(Source data)
━━━━━━
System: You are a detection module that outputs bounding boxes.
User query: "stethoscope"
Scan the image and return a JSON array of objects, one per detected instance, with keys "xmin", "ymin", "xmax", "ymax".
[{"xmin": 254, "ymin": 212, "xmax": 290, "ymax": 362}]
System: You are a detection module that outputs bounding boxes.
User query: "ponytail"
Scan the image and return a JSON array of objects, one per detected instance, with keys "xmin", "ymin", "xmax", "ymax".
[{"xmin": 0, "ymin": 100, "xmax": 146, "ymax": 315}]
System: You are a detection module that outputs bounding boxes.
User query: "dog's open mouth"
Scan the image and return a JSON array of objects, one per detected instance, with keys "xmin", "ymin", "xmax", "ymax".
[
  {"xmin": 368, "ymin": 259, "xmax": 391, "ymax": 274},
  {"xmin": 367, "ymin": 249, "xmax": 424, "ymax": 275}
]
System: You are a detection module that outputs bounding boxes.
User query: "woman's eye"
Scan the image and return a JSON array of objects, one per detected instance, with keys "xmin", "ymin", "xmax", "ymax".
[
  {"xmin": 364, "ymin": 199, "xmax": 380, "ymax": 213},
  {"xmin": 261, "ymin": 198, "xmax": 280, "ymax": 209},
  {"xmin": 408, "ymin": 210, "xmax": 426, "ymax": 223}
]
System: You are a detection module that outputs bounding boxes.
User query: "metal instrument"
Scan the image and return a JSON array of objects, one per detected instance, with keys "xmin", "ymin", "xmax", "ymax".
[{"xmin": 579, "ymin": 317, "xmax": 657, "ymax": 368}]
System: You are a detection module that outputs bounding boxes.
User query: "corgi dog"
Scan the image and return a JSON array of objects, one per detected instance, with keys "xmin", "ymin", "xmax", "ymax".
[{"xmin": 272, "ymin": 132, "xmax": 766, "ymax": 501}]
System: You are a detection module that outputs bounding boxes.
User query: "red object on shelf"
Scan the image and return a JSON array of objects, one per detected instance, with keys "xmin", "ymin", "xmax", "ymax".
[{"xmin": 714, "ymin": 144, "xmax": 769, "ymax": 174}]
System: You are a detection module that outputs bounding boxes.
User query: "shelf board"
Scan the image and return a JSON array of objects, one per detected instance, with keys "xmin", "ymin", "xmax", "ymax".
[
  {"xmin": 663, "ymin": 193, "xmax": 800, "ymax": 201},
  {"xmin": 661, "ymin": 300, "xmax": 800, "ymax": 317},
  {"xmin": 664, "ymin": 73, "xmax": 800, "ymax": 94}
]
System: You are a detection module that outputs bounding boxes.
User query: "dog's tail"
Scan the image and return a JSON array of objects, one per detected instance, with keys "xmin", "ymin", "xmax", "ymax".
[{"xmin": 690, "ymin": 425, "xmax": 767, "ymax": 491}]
━━━━━━
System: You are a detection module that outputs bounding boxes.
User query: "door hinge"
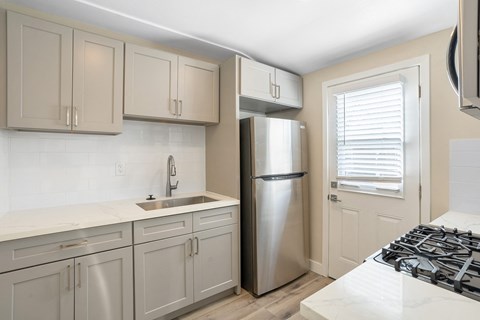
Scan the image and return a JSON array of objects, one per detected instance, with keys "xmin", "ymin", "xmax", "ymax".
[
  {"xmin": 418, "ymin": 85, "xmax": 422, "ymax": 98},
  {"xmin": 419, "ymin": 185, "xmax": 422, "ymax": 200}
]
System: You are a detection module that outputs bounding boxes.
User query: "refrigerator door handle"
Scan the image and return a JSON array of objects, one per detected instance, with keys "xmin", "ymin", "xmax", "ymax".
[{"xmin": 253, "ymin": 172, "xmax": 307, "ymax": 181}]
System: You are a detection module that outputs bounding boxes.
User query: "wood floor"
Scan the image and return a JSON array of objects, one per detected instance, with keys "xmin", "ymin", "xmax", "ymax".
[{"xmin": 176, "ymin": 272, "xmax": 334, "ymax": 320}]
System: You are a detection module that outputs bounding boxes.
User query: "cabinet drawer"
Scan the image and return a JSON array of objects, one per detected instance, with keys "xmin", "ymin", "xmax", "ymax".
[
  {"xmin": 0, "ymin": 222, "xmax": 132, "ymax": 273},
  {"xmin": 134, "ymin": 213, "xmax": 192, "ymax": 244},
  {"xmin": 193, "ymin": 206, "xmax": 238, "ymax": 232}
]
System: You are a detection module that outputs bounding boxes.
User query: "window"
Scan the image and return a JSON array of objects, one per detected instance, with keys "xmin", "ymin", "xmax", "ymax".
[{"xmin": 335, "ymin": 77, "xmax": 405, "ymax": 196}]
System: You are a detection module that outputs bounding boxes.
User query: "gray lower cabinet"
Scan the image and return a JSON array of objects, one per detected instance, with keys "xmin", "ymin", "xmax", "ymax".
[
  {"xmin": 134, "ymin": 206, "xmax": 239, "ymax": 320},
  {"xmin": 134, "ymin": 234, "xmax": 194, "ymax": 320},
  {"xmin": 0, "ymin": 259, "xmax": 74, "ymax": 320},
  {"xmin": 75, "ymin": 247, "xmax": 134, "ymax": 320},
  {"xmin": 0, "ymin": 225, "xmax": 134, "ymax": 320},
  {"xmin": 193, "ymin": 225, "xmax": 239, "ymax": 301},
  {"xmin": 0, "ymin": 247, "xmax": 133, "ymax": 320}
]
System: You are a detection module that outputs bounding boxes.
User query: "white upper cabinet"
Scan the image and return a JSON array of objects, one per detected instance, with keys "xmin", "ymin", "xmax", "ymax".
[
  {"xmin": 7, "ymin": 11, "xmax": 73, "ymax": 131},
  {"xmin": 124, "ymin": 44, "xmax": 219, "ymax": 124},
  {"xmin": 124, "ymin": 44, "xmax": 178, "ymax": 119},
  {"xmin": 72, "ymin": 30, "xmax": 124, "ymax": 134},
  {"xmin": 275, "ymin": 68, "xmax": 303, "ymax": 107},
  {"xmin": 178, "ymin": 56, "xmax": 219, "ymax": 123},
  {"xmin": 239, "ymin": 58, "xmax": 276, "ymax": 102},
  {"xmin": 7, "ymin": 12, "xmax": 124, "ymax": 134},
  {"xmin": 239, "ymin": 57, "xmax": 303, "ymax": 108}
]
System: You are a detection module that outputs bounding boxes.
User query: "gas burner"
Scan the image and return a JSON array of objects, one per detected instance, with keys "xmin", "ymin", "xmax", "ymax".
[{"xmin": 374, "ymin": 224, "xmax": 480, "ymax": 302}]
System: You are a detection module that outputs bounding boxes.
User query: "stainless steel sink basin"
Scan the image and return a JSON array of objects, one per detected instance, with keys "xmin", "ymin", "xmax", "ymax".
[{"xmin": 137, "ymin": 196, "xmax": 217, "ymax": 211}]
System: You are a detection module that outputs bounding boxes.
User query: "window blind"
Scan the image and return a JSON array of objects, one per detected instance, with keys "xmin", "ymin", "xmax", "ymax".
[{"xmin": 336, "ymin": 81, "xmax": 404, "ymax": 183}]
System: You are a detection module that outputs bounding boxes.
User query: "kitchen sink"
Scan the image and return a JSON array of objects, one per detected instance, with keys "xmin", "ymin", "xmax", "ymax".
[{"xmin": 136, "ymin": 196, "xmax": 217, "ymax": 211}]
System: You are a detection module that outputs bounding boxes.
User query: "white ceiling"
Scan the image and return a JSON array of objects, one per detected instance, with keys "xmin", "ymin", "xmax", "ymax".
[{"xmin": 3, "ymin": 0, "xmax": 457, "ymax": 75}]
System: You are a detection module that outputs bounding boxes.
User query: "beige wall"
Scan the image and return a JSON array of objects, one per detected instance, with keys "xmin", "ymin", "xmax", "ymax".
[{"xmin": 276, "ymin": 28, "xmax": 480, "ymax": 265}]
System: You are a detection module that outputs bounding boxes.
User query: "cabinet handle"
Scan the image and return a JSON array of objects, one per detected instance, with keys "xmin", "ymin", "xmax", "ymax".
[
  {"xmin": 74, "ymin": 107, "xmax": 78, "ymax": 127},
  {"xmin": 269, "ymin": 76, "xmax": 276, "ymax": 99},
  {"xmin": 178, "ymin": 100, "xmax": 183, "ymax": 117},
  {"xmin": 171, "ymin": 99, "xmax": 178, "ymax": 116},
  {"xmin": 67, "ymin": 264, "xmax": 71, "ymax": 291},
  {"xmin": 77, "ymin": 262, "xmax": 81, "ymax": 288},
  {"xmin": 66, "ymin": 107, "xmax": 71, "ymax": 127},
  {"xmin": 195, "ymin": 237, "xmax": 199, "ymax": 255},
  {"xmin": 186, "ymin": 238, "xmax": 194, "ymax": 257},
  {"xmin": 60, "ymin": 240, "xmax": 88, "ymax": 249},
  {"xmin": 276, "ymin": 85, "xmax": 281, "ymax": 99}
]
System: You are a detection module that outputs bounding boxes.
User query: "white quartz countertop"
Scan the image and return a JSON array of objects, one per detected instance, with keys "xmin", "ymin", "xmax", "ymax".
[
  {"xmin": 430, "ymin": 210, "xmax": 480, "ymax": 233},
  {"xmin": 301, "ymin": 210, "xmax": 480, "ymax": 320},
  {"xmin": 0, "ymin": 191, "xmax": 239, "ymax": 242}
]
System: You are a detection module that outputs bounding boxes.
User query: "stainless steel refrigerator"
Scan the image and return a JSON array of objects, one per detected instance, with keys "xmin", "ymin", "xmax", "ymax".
━━━━━━
** EXERCISE INSTRUCTIONS **
Show every line of the data that includes the string "sink".

** ANSWER TO THIS PROBLEM **
User query: "stainless steel sink basin"
User query: "kitchen sink"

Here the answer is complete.